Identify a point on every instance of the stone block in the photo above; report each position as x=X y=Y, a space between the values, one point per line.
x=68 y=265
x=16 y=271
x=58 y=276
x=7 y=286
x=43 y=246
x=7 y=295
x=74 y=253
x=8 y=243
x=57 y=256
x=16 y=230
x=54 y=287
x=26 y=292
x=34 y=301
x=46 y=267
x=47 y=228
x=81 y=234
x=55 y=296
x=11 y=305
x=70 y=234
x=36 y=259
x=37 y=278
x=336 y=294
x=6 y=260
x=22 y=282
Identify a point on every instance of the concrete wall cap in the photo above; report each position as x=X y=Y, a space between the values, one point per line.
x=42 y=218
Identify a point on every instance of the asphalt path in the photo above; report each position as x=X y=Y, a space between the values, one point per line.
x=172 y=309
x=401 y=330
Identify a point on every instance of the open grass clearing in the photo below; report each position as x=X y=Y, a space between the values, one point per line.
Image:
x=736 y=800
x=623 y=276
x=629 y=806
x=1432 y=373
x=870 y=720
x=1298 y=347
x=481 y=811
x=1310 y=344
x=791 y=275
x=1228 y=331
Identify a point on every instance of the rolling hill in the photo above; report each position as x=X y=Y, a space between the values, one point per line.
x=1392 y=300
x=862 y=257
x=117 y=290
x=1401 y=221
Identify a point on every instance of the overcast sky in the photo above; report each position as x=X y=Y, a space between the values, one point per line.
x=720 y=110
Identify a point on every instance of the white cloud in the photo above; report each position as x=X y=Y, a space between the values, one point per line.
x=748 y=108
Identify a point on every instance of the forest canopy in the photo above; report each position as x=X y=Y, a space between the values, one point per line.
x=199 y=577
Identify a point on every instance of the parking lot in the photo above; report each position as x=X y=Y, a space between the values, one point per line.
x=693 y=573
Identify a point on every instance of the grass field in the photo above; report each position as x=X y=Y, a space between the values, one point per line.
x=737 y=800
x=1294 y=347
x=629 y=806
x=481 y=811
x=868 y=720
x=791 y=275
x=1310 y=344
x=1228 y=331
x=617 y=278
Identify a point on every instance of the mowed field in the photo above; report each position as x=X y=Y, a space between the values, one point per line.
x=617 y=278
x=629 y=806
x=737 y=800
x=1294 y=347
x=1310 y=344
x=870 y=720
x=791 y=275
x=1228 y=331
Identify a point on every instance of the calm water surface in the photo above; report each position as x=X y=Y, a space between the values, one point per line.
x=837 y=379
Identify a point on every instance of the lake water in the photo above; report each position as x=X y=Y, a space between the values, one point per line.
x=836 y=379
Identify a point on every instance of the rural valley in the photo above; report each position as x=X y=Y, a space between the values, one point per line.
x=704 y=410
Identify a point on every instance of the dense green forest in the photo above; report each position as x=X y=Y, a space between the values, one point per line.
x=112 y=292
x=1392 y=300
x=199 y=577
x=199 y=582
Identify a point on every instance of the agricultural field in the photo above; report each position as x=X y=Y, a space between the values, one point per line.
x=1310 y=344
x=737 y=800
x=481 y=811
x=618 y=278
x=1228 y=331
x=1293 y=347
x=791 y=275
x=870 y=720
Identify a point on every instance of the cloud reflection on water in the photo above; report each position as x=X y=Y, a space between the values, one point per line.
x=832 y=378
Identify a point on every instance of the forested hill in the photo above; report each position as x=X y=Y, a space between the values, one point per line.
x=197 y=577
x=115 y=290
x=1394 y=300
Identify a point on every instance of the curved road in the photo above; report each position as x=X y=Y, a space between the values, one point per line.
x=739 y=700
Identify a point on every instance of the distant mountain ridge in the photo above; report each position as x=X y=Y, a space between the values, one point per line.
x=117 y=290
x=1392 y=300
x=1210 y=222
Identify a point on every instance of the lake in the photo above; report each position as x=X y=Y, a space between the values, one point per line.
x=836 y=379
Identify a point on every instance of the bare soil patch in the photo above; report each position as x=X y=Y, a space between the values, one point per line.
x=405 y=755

□ □ □ □

Assignment: Starting with the line that has "Identify a point on every instance of the lake in", print each remaining line of the listing exactly.

Response below:
Identify a point on every instance of the lake in the photo above; report each position as x=X y=Y, a space between the values, one point per line.
x=836 y=379
Identify a point on every instance of the bare soil patch in the photo above; report each position as x=X y=Y, a space between the values, one point per line.
x=405 y=755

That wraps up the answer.